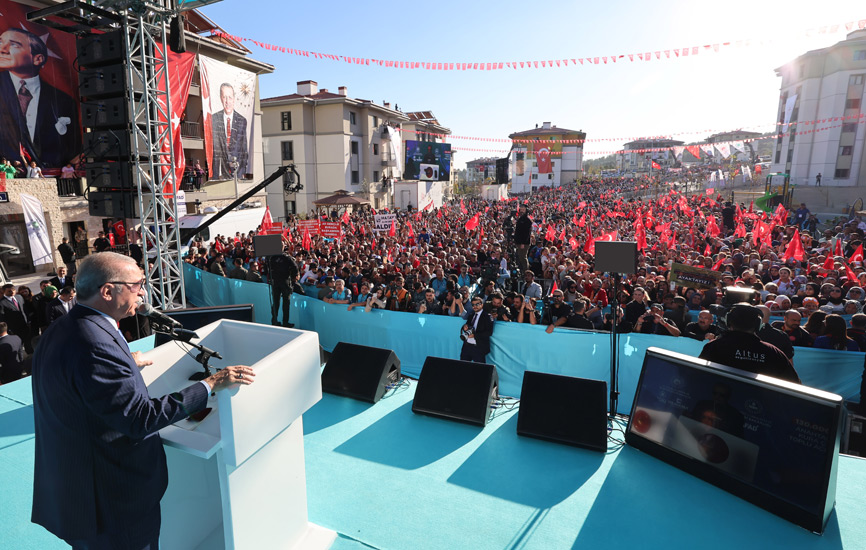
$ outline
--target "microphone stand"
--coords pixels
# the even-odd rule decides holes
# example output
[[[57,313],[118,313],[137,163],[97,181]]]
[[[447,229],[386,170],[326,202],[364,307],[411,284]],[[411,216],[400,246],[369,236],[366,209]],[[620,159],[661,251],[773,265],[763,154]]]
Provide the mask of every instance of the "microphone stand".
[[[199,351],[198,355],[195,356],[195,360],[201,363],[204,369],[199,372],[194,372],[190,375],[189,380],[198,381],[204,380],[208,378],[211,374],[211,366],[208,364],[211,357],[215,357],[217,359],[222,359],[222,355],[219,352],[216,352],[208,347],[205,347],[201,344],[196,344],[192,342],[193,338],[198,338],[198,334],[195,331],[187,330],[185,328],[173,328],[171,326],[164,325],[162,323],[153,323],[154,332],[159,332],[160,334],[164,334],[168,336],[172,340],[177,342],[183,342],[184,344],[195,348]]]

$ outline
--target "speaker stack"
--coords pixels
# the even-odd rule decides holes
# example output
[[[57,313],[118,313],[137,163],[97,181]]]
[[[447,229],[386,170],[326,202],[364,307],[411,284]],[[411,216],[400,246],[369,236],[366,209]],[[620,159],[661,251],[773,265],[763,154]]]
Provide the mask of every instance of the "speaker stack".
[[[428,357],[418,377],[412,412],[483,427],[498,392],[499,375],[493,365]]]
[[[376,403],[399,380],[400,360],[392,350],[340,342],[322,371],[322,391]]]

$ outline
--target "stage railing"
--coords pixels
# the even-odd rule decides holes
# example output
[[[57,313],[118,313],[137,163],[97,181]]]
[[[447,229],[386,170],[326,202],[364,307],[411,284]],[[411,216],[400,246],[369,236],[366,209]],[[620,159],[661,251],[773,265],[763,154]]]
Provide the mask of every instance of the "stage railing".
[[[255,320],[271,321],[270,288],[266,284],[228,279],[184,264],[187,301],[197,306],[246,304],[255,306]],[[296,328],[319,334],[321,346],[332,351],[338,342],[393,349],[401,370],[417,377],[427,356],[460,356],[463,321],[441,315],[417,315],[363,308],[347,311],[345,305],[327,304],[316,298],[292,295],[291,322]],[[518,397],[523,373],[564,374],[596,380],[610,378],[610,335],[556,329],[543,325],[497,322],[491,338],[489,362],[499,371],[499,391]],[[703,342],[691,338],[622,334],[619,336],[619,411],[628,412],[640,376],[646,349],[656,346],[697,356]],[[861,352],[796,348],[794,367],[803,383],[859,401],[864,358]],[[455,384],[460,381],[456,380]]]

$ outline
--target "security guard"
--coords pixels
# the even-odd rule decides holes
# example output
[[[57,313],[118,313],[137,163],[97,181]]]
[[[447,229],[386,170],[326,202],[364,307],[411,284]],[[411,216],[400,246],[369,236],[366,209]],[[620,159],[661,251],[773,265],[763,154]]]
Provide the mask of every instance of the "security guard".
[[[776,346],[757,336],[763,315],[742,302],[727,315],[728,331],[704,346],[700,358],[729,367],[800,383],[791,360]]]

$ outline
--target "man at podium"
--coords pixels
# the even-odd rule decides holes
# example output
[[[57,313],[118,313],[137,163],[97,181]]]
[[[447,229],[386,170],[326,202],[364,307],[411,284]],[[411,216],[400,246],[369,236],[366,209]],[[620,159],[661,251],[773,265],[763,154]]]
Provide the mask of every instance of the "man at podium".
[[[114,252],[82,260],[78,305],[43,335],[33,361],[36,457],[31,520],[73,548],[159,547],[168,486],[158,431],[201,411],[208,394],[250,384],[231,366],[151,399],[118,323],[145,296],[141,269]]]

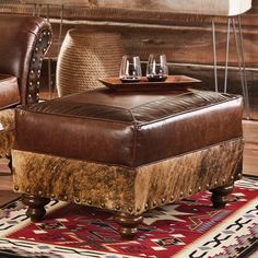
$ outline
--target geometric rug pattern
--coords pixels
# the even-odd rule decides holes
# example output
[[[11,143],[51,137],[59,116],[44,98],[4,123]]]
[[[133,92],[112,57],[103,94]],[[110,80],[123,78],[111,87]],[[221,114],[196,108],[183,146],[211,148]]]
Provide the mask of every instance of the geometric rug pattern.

• • • •

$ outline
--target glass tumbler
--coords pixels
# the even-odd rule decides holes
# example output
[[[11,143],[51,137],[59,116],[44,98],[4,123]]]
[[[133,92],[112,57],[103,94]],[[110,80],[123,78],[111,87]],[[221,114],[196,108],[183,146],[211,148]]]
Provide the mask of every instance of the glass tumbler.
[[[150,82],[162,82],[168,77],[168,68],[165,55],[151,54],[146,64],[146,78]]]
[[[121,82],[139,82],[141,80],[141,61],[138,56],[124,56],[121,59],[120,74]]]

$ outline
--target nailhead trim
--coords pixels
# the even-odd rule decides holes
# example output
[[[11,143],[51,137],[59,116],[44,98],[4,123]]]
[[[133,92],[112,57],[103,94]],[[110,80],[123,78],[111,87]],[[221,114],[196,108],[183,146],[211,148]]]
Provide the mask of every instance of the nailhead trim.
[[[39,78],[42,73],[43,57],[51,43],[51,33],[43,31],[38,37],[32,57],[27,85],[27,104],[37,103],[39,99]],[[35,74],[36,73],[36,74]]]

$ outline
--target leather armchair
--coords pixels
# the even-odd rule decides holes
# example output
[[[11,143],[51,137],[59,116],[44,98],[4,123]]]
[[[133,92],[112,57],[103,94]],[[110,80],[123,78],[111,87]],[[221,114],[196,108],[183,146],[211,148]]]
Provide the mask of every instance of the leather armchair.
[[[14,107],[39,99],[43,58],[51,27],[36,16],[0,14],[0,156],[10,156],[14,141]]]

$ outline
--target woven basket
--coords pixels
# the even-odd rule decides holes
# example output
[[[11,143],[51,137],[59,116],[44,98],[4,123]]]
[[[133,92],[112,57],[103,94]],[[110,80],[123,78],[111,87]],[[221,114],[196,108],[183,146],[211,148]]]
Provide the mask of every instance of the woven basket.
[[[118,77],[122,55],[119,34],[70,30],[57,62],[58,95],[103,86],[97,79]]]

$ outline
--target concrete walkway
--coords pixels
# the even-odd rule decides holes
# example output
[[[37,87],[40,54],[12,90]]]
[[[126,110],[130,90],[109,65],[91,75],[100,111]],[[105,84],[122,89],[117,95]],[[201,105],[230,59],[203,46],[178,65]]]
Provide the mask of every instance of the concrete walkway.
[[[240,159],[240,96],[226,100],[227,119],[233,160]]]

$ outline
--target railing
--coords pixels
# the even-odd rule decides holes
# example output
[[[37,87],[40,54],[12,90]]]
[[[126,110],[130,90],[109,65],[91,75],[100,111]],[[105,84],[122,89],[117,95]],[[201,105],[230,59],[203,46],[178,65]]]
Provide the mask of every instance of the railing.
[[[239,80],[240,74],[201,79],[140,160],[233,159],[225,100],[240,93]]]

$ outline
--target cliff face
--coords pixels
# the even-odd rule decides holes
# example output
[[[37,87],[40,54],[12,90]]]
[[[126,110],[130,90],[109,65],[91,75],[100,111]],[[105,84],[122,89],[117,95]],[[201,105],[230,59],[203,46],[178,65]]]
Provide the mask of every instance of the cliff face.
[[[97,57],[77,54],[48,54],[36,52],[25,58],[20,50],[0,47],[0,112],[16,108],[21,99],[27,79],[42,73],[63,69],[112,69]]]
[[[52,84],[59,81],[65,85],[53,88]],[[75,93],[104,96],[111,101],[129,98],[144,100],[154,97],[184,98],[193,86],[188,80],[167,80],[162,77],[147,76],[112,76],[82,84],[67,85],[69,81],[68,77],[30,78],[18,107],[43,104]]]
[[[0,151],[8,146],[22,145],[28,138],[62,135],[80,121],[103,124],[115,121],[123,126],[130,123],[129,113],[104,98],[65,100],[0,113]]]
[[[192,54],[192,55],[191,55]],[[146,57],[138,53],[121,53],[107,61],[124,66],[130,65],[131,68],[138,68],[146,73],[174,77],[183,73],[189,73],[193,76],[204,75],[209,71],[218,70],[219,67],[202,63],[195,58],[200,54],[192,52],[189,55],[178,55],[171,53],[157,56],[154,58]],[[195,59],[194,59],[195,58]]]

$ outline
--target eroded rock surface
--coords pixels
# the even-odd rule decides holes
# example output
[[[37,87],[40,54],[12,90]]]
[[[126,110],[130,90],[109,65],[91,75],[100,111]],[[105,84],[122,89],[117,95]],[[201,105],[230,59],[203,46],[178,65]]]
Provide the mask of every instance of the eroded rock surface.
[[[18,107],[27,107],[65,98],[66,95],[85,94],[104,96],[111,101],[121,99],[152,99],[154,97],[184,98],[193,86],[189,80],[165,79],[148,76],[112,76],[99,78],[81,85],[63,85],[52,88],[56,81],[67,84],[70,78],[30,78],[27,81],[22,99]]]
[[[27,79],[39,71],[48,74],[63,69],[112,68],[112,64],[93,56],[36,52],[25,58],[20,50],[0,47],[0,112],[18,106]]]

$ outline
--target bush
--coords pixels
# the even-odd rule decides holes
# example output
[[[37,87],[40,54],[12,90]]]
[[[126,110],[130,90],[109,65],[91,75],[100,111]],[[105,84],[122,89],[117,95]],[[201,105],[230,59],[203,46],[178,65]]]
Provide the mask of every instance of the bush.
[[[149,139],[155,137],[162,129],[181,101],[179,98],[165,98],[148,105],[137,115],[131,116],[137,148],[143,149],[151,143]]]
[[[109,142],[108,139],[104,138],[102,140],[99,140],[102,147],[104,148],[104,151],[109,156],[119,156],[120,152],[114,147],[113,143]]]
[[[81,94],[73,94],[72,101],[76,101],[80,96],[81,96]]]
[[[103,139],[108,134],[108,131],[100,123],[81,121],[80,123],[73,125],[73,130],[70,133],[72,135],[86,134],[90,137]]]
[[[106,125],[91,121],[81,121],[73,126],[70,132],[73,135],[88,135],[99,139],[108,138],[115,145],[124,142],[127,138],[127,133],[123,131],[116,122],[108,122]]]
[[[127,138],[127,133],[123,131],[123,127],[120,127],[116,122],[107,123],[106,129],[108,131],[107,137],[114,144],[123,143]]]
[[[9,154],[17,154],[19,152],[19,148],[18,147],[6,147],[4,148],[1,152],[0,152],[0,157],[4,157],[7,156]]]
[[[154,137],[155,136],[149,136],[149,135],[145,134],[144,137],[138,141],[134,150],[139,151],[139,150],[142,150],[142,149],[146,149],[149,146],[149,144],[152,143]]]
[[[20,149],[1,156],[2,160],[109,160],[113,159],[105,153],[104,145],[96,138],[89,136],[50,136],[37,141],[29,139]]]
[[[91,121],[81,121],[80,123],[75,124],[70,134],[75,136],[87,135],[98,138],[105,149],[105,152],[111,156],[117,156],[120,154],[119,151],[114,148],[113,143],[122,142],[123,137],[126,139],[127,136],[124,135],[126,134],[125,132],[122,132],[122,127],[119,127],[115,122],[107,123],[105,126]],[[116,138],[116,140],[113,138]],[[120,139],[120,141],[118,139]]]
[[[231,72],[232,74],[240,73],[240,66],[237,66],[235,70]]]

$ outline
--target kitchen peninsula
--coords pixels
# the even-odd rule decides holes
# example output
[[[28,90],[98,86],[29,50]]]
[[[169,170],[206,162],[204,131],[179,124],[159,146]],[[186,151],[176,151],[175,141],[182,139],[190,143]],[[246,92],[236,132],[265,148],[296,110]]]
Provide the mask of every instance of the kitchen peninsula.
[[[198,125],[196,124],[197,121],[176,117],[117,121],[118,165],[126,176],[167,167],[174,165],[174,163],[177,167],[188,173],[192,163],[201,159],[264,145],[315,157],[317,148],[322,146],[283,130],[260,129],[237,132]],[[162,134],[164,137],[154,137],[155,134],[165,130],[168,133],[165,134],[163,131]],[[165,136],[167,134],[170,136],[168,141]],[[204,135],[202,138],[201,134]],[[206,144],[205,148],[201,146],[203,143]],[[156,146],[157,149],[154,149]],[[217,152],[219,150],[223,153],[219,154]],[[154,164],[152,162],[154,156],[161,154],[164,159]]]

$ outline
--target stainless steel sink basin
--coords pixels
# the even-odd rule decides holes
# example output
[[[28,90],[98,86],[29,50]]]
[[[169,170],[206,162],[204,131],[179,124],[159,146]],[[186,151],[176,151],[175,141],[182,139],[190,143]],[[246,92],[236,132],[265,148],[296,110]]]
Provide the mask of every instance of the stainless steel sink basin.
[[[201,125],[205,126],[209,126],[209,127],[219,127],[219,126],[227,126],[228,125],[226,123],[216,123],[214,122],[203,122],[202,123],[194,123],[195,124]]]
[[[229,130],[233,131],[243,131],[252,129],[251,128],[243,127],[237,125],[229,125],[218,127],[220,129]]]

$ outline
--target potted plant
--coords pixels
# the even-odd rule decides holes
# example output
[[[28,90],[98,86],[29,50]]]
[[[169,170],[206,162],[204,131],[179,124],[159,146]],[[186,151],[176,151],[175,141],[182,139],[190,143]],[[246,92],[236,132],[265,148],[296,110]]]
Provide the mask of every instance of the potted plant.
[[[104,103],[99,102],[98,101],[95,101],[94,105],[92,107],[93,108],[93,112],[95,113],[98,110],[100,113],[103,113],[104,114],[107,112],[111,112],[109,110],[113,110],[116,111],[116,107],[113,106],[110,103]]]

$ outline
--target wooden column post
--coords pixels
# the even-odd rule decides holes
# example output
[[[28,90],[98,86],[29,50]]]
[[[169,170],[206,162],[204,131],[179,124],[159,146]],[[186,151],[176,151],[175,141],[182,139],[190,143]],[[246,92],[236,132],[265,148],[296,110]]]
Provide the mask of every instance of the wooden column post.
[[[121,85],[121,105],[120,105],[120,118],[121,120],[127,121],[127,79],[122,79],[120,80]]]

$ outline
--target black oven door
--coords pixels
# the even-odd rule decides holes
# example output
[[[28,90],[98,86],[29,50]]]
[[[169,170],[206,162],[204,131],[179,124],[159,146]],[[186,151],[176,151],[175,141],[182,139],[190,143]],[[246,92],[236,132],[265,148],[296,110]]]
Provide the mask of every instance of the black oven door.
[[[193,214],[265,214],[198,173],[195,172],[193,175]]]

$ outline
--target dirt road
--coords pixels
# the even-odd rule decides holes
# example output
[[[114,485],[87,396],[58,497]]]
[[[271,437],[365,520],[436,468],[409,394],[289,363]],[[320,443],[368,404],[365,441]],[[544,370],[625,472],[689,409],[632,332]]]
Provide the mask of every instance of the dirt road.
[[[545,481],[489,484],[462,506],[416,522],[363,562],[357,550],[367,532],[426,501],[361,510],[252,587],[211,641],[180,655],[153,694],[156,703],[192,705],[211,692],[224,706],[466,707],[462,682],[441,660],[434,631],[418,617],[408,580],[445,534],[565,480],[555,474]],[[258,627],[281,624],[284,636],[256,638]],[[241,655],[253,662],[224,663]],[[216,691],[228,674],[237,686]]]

• • • •

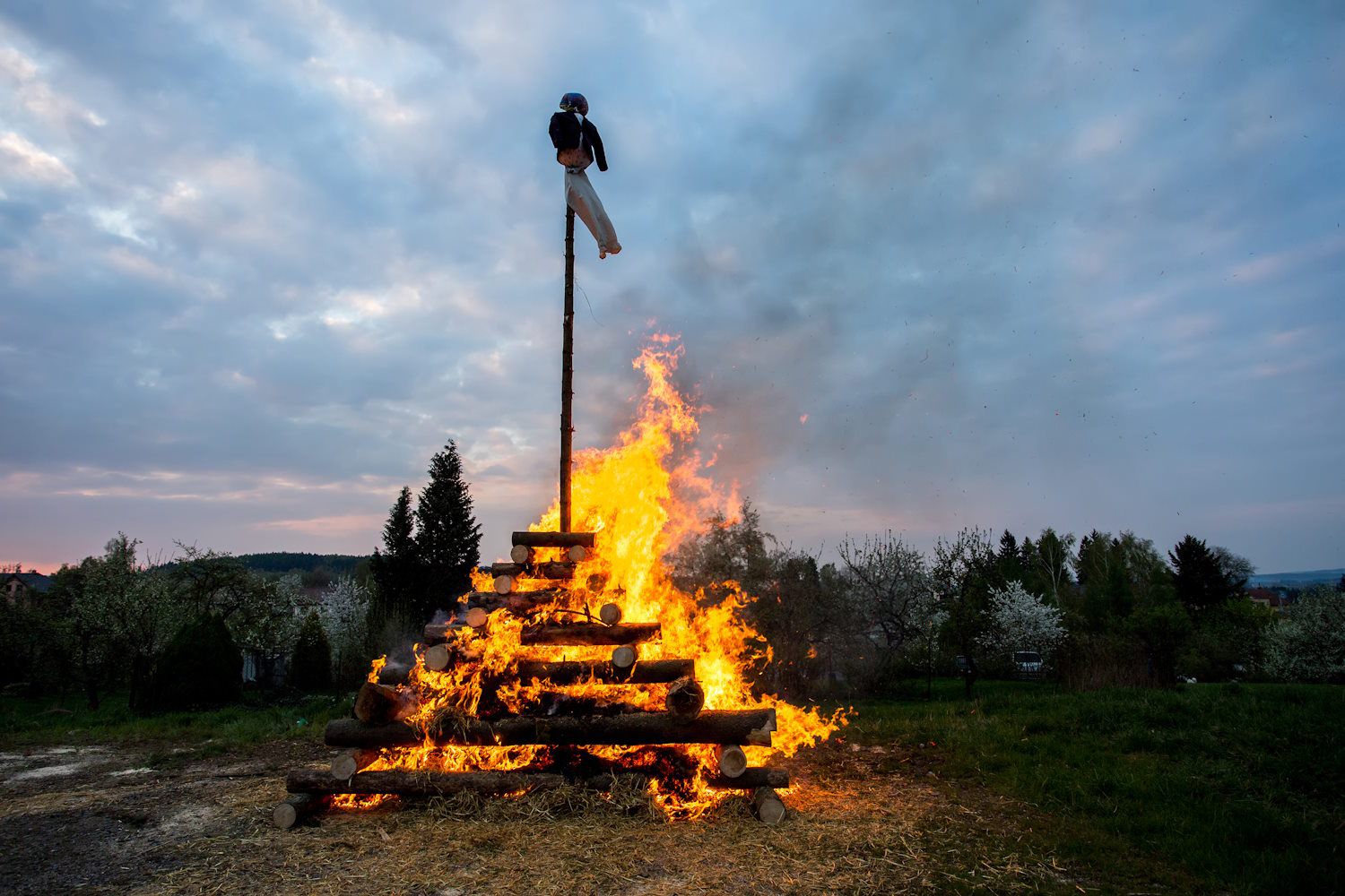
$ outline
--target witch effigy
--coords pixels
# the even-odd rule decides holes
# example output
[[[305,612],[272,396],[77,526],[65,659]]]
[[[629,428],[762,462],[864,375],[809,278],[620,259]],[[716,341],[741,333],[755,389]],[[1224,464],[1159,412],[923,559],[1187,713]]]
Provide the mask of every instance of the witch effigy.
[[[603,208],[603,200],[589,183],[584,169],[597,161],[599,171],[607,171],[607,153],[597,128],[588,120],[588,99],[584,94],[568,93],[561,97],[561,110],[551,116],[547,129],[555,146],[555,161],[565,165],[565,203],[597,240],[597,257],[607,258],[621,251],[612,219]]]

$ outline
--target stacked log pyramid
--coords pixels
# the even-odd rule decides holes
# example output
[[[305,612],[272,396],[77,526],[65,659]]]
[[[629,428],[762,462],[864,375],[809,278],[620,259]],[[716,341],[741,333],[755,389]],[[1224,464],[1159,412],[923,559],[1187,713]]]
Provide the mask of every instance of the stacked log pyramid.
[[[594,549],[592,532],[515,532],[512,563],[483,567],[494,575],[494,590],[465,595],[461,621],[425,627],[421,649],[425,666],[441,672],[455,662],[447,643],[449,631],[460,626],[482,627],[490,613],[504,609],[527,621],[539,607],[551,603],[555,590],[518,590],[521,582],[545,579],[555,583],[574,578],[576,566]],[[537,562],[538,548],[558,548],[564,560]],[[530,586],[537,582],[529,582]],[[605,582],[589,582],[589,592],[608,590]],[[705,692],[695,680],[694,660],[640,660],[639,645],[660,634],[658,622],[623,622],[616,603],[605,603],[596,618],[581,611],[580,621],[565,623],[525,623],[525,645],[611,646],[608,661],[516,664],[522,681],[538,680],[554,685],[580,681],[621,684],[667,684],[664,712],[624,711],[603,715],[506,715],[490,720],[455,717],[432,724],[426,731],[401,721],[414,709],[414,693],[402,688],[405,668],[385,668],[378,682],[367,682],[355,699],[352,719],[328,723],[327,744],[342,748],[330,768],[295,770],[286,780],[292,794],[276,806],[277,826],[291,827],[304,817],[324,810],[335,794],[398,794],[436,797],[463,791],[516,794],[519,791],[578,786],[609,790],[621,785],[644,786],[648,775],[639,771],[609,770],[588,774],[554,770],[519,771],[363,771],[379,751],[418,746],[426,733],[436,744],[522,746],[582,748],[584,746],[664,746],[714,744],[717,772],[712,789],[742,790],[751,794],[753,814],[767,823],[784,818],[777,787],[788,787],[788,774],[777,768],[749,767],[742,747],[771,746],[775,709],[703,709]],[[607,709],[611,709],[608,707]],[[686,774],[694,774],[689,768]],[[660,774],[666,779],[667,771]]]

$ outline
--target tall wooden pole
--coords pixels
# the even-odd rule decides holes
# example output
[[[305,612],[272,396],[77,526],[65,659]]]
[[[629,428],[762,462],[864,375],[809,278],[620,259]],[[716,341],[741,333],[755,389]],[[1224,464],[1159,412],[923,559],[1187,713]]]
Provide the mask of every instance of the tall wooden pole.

• • • •

◆ **Task description**:
How many lines in the entries above contain the word "tumbler"? Case counts. Give only the number.

◆ **Written response**:
2